EXERCISE OBJECTIVE => Quote the data below word for word, from the first line through the last.

[Excerpts from a dataset on object pointing]
-*-*-

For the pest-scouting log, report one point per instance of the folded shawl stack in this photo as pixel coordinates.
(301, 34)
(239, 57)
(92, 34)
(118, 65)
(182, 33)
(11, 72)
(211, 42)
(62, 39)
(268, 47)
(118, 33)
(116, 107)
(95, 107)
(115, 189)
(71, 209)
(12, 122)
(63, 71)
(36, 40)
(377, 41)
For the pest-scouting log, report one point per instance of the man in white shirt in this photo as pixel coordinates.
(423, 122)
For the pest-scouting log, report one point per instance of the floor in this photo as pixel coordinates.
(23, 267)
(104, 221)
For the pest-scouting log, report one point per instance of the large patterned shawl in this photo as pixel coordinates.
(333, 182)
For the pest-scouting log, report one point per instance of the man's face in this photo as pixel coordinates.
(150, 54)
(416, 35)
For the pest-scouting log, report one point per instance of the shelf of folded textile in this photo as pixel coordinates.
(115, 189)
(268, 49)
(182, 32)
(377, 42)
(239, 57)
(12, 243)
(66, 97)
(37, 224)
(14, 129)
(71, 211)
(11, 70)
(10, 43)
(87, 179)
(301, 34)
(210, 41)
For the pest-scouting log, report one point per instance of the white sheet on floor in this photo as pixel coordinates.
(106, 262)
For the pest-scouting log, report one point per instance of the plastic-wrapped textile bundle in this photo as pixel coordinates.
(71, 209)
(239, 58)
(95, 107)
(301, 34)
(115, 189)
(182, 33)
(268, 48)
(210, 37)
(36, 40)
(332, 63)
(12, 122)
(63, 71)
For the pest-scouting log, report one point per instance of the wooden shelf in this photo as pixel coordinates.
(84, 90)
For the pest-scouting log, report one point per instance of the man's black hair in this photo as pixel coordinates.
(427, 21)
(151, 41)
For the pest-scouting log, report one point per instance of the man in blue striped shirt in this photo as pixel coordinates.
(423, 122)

-*-*-

ANSWER TO THIS PROBLEM =>
For the pest-scouting log, report one point per instance of the folded shawl stack in this photo as pixel coordinates.
(301, 34)
(239, 57)
(92, 34)
(118, 65)
(182, 33)
(11, 72)
(211, 42)
(62, 39)
(268, 47)
(118, 33)
(116, 107)
(95, 107)
(115, 189)
(71, 209)
(12, 122)
(63, 71)
(36, 40)
(377, 41)
For the pest-scouting log, report one point per instance of the man in white shirt in this photo as pixel coordinates.
(423, 122)
For the pest-scouting log, report one point per instance of the floor in this photo as pixel coordinates.
(23, 267)
(104, 221)
For the pest-scouting log, report one point per instance of the large patterned shawl in this photo as pixel coordinates.
(333, 182)
For the pest-scouting log, report one point per instance of the man's face in this photo as pixel coordinates.
(150, 54)
(416, 35)
For the pest-scouting log, report one point per instance of the shelf of folded textile in this photo as pixel coordinates.
(115, 189)
(268, 49)
(182, 32)
(377, 42)
(239, 57)
(12, 243)
(66, 97)
(37, 224)
(14, 129)
(71, 211)
(11, 70)
(10, 43)
(87, 179)
(301, 34)
(210, 41)
For the pest-scouting log, report one point per instance of the white sheet on floor in this photo as pixel coordinates.
(106, 262)
For the pest-scouting log, report one point per instance of the plastic-wrapped textile bundle in this photo as pixel coordinates.
(71, 209)
(239, 58)
(95, 107)
(301, 34)
(115, 189)
(182, 33)
(268, 48)
(210, 37)
(36, 40)
(332, 63)
(12, 122)
(63, 71)
For the pest-scouting log, report one point per instance of the wooden shelf in this photo as pixel coordinates.
(84, 90)
For the pest-scouting log, report one point per instance of the man's black hair in this photo as pixel coordinates.
(427, 21)
(151, 41)
For the pest-scouting log, report one point per instance of the man in blue striped shirt in this photo as pixel coordinates.
(423, 122)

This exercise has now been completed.